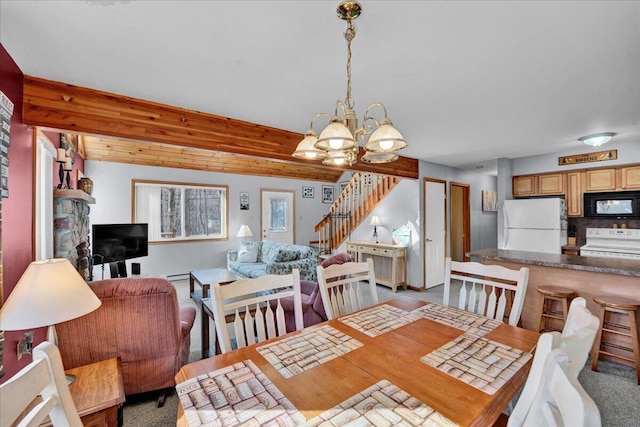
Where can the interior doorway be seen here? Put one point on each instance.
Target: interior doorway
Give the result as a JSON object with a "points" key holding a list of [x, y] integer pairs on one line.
{"points": [[460, 221], [277, 217], [434, 231]]}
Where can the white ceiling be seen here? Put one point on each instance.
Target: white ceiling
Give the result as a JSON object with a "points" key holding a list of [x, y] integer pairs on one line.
{"points": [[466, 82]]}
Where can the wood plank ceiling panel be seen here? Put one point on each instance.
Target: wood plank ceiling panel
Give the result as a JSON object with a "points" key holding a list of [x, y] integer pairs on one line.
{"points": [[65, 107], [155, 154]]}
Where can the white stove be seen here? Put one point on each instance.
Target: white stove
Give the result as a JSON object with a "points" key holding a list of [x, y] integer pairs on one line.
{"points": [[612, 243]]}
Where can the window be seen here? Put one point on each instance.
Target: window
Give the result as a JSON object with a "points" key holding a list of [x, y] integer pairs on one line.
{"points": [[181, 211]]}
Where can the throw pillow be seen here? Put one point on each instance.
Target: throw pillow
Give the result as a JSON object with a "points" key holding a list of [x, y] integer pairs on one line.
{"points": [[248, 254], [286, 255]]}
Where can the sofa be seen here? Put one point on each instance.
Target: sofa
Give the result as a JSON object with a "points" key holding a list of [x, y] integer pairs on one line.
{"points": [[140, 322], [257, 258]]}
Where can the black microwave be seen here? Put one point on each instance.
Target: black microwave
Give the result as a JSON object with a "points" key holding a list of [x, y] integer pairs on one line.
{"points": [[623, 204]]}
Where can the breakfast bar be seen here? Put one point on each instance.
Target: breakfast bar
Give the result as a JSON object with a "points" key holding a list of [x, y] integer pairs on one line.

__________________________________________________

Exercise. Leave out the pictures and reproduce the rest of the listing exactly.

Solution for this problem.
Where can the interior doorway be seen here? Put one point on each instance.
Target: interior doorway
Give the result as a JSON object with a "points" key holding a list of [x, y] integer pairs on one line.
{"points": [[460, 221], [277, 217], [434, 231]]}
Where can the white ceiling be seen here? Put one point on each instance.
Target: white ceiling
Give the result as a JSON object with a "points" key holding a list of [x, y] integer pairs on one line.
{"points": [[466, 82]]}
Where can the wood plank ceiling panel be seen here? Put one point on each instance.
Target: wood plank ceiling panel
Give the result as a JSON object with a "points" key holding a list of [x, y] integer pairs on one line.
{"points": [[65, 107], [155, 154]]}
Where can the white stove be seen here? Put one point on each instance.
Target: white stove
Give the result as a JSON object with a "points" key holding a list of [x, y] integer pairs on one line.
{"points": [[612, 243]]}
Where can the window be seen here? Put one point on each instance.
Target: window
Give the result as a JSON object with a "points" key holding a list of [x, y] integer pairs on one line.
{"points": [[181, 211]]}
Where can the throw pillow be seen here? Put one point on each instance.
Target: throw pillow
Give the result as a JSON object with a "points" key holding a list of [x, y] integer pairs on one line.
{"points": [[248, 254], [286, 255]]}
Where can the sofa be seen here? Put one point on each instance.
Target: sofa
Give the result as a JSON object with a "points" key holding a list of [x, y] integer pairs on one line.
{"points": [[140, 322], [257, 258]]}
Where can the black microwave be seen here? Put one point on each instance.
Target: black microwave
Give the result as a JSON object with a "points" key holding a list of [x, y] integer pairs on one line.
{"points": [[623, 204]]}
Where can the breakfast bar be seen here? Put one point on each instance.
Target: breakfast bar
Give the result as a JSON object with a "points" key holding a list of [x, y] integer pairs on one line.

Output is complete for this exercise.